- Records from a collection:
- Opening Delimiter -

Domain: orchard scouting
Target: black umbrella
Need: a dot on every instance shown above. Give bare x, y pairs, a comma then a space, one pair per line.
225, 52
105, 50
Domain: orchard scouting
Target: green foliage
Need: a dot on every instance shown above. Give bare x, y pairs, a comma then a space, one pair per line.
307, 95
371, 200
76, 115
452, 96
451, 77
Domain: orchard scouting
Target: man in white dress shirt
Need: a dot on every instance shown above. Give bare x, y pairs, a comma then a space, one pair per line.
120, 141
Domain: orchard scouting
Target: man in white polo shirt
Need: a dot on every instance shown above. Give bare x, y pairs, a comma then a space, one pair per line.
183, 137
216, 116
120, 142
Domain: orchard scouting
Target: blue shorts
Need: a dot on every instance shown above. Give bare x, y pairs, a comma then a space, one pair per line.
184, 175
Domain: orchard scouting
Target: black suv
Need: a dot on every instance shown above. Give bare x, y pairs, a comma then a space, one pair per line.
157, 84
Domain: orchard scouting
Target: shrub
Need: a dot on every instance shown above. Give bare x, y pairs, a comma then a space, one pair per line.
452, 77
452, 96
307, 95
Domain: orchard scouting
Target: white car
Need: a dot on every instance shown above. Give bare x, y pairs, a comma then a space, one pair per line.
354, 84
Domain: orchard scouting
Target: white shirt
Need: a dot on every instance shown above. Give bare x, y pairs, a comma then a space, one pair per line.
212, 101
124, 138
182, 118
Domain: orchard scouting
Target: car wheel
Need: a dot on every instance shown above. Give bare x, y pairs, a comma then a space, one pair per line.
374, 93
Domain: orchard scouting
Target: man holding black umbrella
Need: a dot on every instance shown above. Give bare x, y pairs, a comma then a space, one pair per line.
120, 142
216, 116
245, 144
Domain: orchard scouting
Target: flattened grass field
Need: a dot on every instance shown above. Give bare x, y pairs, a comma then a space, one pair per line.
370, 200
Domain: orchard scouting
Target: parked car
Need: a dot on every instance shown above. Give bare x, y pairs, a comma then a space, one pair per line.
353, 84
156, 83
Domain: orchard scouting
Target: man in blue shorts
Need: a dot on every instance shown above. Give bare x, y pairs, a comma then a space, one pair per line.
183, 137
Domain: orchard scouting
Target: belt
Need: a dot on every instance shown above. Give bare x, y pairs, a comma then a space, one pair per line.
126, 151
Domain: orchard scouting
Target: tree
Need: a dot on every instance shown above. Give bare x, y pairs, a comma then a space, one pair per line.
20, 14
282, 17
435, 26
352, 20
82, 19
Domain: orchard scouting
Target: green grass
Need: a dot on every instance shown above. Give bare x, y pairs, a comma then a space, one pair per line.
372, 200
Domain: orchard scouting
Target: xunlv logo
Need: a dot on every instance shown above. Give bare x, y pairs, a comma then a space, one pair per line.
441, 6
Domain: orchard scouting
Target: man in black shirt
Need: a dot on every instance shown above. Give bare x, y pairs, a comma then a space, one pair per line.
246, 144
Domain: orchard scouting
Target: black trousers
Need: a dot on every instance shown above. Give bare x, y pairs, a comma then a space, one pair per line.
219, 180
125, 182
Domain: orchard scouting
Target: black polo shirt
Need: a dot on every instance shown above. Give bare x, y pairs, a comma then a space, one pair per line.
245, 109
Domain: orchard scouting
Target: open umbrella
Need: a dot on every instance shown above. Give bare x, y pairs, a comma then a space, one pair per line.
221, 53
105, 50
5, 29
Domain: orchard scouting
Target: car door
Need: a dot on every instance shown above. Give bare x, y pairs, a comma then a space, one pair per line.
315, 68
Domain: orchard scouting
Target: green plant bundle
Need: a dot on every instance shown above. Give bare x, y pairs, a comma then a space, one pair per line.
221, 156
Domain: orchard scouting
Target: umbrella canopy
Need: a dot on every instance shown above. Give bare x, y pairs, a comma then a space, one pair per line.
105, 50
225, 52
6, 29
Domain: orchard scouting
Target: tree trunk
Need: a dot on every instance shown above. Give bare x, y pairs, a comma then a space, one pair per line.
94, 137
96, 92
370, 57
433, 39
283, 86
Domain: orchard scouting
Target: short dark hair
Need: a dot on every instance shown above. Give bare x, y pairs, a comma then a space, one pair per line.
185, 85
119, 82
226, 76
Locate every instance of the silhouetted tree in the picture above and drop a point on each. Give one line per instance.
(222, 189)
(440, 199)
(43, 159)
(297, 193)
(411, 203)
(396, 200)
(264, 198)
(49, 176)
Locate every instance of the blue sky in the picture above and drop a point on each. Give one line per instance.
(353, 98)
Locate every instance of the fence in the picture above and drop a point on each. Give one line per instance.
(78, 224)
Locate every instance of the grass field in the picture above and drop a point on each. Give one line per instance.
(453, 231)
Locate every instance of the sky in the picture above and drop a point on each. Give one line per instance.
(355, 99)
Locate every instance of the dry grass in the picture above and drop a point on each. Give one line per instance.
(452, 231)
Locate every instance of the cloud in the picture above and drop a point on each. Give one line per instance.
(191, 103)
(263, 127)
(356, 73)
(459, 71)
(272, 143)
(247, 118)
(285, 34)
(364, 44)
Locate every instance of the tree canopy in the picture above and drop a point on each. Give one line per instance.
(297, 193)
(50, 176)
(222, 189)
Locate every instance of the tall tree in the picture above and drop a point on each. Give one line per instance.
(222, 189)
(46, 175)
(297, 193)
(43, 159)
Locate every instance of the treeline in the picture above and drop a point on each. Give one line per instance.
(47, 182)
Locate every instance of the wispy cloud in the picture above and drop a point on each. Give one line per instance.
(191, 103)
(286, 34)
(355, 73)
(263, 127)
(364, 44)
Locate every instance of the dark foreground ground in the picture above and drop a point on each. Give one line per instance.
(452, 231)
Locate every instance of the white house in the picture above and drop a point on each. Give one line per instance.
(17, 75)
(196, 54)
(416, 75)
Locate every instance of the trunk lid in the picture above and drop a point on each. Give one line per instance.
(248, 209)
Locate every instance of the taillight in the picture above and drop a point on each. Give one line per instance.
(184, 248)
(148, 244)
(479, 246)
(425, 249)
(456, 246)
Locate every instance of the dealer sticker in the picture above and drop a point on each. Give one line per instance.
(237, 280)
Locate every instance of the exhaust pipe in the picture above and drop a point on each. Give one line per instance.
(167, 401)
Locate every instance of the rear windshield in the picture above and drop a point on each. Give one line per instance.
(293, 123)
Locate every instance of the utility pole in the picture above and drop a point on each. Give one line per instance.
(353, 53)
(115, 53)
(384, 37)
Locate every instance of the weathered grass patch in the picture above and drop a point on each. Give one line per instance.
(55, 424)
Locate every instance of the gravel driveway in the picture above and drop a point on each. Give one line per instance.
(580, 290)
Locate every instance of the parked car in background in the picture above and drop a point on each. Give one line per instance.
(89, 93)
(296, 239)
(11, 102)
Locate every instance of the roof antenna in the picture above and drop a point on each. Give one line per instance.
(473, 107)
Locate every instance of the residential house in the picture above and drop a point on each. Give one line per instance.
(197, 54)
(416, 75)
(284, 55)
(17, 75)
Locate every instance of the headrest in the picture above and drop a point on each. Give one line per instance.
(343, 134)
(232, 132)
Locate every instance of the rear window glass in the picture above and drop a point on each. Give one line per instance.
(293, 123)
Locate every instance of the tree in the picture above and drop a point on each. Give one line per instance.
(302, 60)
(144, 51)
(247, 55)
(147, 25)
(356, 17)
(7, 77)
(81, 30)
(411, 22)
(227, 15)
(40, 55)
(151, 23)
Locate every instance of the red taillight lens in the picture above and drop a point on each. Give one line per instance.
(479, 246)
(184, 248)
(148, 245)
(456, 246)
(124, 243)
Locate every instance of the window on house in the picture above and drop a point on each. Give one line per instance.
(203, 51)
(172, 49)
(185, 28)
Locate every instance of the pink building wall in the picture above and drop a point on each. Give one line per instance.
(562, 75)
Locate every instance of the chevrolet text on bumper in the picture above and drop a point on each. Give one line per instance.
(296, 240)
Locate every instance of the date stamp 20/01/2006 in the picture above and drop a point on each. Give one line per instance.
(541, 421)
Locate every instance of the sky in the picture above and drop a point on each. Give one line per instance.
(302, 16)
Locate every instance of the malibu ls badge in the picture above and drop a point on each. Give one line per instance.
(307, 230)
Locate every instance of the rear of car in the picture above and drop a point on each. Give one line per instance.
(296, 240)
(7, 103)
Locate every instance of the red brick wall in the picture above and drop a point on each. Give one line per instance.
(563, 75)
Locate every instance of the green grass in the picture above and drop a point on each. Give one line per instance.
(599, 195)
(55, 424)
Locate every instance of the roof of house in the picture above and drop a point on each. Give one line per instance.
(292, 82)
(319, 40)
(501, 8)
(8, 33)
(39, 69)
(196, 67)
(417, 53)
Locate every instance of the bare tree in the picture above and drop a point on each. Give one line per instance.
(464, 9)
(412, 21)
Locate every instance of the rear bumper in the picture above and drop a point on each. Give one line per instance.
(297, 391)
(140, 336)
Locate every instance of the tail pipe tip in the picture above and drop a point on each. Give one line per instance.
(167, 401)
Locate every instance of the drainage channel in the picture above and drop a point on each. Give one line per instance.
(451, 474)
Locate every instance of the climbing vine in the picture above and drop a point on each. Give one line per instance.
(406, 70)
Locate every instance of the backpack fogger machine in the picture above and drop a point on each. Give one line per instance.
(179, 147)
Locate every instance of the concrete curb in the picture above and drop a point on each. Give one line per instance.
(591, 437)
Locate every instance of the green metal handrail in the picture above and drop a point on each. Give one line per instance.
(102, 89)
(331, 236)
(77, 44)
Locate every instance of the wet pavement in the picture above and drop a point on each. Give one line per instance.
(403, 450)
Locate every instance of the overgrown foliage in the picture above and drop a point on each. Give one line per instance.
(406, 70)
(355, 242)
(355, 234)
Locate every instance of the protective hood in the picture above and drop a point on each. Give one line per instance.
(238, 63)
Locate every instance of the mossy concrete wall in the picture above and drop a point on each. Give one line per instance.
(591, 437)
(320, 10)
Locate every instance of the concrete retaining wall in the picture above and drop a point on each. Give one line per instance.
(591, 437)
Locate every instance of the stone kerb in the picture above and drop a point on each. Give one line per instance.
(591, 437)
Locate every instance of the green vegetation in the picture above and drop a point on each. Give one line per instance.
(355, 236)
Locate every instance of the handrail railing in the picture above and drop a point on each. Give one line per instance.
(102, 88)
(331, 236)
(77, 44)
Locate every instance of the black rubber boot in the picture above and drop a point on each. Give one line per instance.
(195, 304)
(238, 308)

- Closing Delimiter -

- What to work on:
Please retype the top of the data exactly, down to and including the line that holds "Target: man in white polo shirt", and nothing further.

- Output of the task:
Domain: orchard scouting
Target: black umbrella
Need: a dot on every instance shown above. Give bare x, y pairs, a comma then a space, one pair per line.
225, 52
105, 50
Domain: orchard scouting
Target: green foliage
Need: a dot on every instance shown above. Give bare x, y pairs, a comma then a space, one pair per line.
307, 95
371, 200
76, 115
452, 96
451, 77
Domain: orchard scouting
Target: man in white dress shirt
Need: a dot on every instance shown above. Give bare x, y pairs, a comma then a space, one pair per line.
120, 141
Domain: orchard scouting
Target: man in white polo shirt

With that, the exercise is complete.